#### MATERIAL FOR THE TASK

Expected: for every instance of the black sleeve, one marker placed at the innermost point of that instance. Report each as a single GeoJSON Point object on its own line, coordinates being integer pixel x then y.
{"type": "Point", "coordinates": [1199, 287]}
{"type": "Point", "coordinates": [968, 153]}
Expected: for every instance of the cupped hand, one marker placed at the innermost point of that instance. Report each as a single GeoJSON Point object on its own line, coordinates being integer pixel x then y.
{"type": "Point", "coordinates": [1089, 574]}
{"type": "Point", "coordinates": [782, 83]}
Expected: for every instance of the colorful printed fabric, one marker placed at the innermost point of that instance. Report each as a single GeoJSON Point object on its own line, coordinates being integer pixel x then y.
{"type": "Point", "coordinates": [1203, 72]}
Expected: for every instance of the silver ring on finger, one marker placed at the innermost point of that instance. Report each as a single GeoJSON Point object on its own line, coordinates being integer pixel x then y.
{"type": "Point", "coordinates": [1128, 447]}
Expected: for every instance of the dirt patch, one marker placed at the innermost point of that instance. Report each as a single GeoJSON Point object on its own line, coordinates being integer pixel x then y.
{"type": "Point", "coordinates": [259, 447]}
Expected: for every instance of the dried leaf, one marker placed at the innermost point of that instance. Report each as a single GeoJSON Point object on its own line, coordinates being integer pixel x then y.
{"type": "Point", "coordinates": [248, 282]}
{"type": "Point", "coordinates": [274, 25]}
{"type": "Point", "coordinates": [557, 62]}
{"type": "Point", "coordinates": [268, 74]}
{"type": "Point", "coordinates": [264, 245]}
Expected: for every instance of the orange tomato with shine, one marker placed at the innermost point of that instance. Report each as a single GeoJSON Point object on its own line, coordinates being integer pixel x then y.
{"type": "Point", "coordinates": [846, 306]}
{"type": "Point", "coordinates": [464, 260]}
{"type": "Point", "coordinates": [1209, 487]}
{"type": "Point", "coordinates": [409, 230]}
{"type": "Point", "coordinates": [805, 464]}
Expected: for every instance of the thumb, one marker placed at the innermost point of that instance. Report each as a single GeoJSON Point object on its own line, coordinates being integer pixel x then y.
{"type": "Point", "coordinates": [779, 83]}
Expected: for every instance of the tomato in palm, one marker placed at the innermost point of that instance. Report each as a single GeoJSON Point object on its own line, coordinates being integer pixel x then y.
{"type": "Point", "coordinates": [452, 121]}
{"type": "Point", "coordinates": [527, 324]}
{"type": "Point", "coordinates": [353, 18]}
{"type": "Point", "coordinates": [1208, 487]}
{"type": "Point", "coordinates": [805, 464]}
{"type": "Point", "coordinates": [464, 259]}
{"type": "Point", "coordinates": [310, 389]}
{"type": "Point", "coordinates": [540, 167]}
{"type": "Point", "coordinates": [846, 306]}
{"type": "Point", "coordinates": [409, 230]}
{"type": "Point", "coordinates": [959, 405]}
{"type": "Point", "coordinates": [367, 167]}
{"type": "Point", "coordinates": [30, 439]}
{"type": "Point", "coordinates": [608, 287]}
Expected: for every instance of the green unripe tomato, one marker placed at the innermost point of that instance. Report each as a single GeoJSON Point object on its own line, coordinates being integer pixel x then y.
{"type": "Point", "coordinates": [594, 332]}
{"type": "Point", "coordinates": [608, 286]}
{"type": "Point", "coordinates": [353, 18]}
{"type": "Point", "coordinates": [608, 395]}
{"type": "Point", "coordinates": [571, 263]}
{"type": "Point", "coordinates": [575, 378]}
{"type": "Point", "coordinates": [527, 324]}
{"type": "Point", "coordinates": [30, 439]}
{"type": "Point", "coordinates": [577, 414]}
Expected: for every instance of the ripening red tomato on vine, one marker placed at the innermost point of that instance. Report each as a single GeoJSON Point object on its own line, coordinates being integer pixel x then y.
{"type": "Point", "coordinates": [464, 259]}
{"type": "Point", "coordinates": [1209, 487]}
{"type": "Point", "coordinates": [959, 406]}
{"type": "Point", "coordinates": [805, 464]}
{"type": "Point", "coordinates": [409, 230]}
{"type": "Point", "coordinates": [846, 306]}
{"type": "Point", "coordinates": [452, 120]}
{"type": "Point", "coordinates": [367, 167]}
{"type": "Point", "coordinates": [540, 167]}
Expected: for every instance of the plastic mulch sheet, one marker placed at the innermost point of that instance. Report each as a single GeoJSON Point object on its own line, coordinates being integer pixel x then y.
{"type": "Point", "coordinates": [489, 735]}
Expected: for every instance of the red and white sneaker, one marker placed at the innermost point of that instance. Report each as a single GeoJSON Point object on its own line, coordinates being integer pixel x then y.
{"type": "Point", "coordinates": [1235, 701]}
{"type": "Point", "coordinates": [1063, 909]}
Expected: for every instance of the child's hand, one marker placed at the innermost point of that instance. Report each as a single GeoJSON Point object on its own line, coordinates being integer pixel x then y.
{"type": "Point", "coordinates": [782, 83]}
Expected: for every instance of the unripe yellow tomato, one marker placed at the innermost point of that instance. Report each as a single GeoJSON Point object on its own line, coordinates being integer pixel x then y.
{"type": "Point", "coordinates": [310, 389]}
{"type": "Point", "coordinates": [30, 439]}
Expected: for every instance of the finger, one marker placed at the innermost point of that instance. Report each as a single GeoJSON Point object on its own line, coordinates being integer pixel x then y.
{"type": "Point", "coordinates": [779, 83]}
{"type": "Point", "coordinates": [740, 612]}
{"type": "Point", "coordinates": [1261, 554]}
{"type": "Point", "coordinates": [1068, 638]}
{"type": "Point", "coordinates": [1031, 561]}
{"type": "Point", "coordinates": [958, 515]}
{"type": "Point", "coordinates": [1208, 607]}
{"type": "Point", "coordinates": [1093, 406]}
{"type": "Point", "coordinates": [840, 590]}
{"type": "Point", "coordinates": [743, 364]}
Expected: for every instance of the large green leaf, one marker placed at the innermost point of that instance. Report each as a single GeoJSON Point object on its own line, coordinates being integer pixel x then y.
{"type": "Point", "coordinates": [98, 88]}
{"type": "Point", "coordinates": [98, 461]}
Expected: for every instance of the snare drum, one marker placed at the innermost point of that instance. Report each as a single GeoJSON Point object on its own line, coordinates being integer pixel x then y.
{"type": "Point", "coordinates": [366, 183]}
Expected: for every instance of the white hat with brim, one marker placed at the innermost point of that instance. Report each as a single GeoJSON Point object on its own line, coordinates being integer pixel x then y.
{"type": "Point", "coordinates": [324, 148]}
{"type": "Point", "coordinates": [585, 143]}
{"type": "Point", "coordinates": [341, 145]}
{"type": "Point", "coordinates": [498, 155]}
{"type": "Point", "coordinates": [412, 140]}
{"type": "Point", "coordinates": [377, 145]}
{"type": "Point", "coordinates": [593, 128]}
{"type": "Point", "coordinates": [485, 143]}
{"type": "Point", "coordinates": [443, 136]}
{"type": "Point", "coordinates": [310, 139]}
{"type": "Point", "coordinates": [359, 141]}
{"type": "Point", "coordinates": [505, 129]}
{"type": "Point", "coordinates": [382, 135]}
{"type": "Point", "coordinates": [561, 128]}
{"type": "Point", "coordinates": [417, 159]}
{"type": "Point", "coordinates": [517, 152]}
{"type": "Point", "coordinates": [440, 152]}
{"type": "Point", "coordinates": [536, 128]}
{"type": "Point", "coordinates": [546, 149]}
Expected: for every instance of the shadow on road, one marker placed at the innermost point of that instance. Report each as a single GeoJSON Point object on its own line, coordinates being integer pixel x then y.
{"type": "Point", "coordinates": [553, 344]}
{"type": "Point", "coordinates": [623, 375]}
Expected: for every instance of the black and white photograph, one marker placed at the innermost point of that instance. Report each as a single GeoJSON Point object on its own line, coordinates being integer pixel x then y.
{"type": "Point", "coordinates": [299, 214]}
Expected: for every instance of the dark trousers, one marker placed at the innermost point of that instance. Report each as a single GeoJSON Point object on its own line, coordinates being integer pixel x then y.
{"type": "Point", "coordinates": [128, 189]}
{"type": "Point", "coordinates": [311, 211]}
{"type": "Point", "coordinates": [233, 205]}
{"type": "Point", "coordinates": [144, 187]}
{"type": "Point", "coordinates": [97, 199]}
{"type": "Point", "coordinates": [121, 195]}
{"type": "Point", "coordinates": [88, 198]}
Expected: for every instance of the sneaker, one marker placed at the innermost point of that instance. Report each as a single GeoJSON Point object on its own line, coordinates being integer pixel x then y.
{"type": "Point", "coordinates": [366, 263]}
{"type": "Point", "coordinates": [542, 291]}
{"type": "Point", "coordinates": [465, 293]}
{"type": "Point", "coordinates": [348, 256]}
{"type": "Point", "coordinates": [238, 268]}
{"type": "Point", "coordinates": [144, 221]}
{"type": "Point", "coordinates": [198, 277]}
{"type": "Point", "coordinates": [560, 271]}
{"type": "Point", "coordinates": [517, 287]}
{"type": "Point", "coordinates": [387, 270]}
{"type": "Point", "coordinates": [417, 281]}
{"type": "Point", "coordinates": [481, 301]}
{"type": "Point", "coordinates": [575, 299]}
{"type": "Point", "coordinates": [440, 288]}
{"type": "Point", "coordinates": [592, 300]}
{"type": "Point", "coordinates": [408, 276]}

########

*PROBLEM*: Copy exactly the lines from the one containing "Expected: for every instance of the dark" through the last line of the records, both included, and nothing else.

*EXPECTED ANSWER*:
Expected: for every instance of the dark trousers, one marker placed at the innermost point of that instance. Report each as a single GeoJSON Point object on its own line, coordinates being integer pixel x then y.
{"type": "Point", "coordinates": [128, 189]}
{"type": "Point", "coordinates": [311, 211]}
{"type": "Point", "coordinates": [233, 205]}
{"type": "Point", "coordinates": [144, 187]}
{"type": "Point", "coordinates": [97, 199]}
{"type": "Point", "coordinates": [121, 195]}
{"type": "Point", "coordinates": [88, 198]}
Expected: for every instance of the sneaker, one marker placed at the innermost point of that instance. Report each as a single GeoJSON Point object on its own line, coordinates being integer pixel x then y.
{"type": "Point", "coordinates": [366, 263]}
{"type": "Point", "coordinates": [542, 291]}
{"type": "Point", "coordinates": [465, 293]}
{"type": "Point", "coordinates": [348, 256]}
{"type": "Point", "coordinates": [238, 268]}
{"type": "Point", "coordinates": [144, 221]}
{"type": "Point", "coordinates": [198, 277]}
{"type": "Point", "coordinates": [560, 271]}
{"type": "Point", "coordinates": [517, 287]}
{"type": "Point", "coordinates": [387, 270]}
{"type": "Point", "coordinates": [417, 281]}
{"type": "Point", "coordinates": [481, 301]}
{"type": "Point", "coordinates": [575, 299]}
{"type": "Point", "coordinates": [440, 288]}
{"type": "Point", "coordinates": [592, 300]}
{"type": "Point", "coordinates": [408, 276]}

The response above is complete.